:: Task description ::
Begin at the line below that has "column 35, row 76" and stop after the line that has "column 353, row 292". Please restate only those lines, word for word.

:: Source data ::

____

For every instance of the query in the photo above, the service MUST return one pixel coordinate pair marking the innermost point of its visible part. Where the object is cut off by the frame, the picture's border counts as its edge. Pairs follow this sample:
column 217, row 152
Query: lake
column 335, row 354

____

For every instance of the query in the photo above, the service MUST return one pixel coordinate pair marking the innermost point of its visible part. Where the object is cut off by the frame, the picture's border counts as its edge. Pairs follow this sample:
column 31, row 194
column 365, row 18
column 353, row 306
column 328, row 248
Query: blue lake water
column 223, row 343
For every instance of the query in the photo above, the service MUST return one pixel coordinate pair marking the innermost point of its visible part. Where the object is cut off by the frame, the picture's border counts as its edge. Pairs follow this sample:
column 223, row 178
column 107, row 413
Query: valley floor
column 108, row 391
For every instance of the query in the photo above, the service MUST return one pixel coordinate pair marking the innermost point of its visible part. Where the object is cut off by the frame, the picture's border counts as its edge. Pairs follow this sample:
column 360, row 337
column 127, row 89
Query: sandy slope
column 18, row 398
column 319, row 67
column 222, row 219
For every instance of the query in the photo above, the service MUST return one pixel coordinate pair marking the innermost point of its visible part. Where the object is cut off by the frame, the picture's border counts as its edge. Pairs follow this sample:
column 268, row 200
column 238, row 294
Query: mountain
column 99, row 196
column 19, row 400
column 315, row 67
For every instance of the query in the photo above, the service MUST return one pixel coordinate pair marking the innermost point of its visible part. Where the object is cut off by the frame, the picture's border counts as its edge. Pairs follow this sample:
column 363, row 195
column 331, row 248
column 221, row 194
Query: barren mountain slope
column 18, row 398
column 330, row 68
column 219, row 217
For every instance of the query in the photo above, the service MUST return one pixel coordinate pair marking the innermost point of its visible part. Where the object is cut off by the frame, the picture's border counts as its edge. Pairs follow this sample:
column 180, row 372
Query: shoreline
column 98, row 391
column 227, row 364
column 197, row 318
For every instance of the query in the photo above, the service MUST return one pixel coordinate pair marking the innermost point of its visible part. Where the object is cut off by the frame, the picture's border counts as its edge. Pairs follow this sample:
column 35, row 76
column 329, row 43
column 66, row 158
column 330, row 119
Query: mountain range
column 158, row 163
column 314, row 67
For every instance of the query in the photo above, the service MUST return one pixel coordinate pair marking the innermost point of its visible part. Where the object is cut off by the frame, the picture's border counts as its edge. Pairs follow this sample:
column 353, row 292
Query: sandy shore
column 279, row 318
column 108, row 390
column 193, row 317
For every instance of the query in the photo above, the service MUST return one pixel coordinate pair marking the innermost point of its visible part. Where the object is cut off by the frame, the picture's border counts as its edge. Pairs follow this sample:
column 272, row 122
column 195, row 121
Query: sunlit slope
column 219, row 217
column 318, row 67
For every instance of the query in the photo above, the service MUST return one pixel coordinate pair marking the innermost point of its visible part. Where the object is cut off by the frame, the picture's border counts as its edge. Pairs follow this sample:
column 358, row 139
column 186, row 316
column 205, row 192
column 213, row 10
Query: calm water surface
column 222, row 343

____

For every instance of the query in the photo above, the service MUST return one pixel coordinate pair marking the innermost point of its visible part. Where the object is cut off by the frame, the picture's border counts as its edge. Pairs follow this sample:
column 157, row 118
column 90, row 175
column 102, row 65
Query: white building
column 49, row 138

____

:: Your response ::
column 35, row 76
column 329, row 43
column 66, row 158
column 330, row 119
Query: mountain range
column 158, row 163
column 314, row 67
For every instance of the query in the photo above, the service MUST return one pixel coordinate pair marking the innermost point of its visible part. Where the object is cut off by the frame, the picture's border counts as its edge. Pairs follow this sample:
column 353, row 292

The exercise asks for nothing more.